TASK REQUIREMENTS
Produce a verbatim transcription of the records below, beginning at the line containing "Target: woman in dark coat" and ending at the final line; include only those lines.
═══ EXERCISE INPUTS
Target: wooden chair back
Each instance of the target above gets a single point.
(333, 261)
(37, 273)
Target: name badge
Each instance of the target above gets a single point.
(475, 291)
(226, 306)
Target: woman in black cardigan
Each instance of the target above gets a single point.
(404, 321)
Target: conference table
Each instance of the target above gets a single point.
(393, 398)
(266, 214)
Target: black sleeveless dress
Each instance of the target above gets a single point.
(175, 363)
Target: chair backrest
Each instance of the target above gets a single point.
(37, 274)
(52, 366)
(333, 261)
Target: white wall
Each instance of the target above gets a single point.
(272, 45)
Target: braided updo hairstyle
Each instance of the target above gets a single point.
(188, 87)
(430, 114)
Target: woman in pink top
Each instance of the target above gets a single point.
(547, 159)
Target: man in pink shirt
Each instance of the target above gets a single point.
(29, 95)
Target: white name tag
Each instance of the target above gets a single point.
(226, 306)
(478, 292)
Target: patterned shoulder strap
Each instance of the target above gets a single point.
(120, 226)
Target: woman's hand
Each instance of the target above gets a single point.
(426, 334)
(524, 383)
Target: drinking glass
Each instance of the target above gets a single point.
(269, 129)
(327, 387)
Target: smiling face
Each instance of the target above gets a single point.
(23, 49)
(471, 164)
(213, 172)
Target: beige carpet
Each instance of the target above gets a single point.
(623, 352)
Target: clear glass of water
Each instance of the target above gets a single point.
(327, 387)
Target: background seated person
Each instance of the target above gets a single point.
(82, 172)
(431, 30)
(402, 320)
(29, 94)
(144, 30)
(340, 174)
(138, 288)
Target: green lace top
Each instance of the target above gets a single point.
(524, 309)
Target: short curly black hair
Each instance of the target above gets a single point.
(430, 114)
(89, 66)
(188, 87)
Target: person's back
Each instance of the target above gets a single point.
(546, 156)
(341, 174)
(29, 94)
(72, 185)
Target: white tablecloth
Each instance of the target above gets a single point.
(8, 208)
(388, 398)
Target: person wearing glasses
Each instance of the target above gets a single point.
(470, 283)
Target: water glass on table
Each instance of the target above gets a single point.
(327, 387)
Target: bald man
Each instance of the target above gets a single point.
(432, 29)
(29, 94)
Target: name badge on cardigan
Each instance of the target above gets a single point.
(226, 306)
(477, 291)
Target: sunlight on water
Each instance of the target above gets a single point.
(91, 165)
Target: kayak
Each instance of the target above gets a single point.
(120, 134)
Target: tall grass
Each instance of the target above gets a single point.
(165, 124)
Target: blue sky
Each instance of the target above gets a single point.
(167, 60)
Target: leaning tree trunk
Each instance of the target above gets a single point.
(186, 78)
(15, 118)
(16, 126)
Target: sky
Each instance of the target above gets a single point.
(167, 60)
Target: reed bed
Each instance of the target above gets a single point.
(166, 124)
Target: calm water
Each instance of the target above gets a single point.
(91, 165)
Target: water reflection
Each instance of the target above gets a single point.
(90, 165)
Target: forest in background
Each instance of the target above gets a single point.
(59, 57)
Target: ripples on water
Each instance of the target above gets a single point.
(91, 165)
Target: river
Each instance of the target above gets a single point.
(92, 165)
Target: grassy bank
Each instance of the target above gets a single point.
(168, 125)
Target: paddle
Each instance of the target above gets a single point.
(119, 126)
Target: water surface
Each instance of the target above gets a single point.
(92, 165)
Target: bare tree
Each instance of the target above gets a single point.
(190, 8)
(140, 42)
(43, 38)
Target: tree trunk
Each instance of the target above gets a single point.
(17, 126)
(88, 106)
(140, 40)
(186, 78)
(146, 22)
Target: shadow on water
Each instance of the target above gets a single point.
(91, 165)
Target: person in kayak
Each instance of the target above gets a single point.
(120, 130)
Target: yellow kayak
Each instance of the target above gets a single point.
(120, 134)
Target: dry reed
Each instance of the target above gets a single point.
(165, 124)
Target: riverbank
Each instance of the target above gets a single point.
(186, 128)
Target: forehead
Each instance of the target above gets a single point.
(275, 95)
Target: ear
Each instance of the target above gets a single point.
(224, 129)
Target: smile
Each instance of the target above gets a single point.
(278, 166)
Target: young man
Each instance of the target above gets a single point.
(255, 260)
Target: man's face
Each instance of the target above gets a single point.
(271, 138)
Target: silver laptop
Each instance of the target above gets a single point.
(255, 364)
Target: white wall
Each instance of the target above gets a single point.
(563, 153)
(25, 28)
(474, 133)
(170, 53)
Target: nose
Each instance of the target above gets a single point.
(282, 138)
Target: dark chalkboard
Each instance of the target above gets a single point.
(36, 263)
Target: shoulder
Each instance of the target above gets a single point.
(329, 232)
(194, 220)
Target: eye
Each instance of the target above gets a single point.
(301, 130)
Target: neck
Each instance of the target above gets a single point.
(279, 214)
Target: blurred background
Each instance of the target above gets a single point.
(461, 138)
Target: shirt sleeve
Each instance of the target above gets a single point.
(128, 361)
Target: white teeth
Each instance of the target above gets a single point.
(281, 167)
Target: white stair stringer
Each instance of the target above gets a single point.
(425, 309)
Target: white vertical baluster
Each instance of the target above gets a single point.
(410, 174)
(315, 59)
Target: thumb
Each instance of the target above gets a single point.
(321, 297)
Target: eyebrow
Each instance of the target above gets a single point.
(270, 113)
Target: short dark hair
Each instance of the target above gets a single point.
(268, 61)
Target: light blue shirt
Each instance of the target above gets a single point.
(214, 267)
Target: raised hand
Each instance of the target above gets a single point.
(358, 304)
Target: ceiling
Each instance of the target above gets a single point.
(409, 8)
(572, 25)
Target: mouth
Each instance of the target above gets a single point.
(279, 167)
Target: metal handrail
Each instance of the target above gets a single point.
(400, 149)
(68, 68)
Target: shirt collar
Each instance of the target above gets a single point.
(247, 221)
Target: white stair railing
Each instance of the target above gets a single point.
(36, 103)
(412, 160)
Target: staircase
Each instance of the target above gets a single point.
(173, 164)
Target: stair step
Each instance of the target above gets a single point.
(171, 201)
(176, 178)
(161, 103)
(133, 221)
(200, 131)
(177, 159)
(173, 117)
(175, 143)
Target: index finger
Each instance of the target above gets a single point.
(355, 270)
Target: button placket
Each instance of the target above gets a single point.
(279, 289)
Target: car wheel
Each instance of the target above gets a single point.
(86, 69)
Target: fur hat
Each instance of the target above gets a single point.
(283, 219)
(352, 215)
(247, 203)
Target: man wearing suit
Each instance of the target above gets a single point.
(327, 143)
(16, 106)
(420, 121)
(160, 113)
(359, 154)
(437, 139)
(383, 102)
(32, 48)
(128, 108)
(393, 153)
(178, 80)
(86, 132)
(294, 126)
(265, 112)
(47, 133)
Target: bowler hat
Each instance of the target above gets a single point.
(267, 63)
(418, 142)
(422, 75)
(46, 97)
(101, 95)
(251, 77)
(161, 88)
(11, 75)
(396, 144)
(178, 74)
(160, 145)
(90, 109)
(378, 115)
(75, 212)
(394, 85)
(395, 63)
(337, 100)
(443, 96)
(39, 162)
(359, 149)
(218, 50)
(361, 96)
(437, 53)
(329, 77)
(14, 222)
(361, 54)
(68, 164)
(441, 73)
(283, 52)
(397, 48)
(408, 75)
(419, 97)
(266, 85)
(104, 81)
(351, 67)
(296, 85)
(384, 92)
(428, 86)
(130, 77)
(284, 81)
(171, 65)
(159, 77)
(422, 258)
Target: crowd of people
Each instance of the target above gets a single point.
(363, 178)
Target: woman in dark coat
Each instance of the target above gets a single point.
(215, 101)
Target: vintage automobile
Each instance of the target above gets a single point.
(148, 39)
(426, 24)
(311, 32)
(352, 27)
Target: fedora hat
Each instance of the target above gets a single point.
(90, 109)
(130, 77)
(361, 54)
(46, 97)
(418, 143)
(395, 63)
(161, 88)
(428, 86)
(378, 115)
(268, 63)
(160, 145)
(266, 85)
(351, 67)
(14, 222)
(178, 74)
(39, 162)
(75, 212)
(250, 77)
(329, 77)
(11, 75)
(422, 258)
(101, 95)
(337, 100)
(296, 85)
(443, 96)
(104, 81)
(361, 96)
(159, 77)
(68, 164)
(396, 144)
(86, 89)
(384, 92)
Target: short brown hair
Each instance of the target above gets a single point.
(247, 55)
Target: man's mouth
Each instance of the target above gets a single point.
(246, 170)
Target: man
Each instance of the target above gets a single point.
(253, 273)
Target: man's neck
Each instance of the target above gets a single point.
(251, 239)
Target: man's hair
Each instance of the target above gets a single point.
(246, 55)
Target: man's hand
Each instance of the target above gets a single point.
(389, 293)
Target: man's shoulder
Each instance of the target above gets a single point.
══════
WRITTEN RESPONSE
Target: woman in dark coat
Each instance of the target above gets a single point.
(215, 101)
Target: vintage automobile
Each instance of the target above gets a single point.
(148, 39)
(426, 24)
(311, 32)
(352, 27)
Target: fedora hat
Each instance of the target above gets a single point.
(90, 109)
(130, 77)
(361, 54)
(46, 97)
(418, 143)
(395, 63)
(161, 88)
(428, 86)
(378, 115)
(268, 63)
(160, 145)
(266, 85)
(351, 67)
(14, 222)
(178, 74)
(39, 162)
(75, 212)
(250, 77)
(329, 77)
(11, 75)
(422, 258)
(101, 95)
(337, 100)
(296, 85)
(443, 96)
(104, 81)
(361, 96)
(159, 77)
(68, 164)
(396, 144)
(86, 89)
(384, 92)
Target: short brown hair
Each instance of the target above gets a single point.
(247, 55)
Target: man's mouth
Each instance of the target above gets a single point.
(246, 170)
Target: man
Each instance of the target above gets a single point.
(253, 273)
Target: man's neck
Each instance of the target above gets a single point.
(251, 239)
Target: man's hair
Each instance of the target above gets a single point.
(246, 55)
Target: man's hand
Each instance of the target above gets a single point.
(389, 293)
Target: man's shoulder
Each instance of the target above gets a single point.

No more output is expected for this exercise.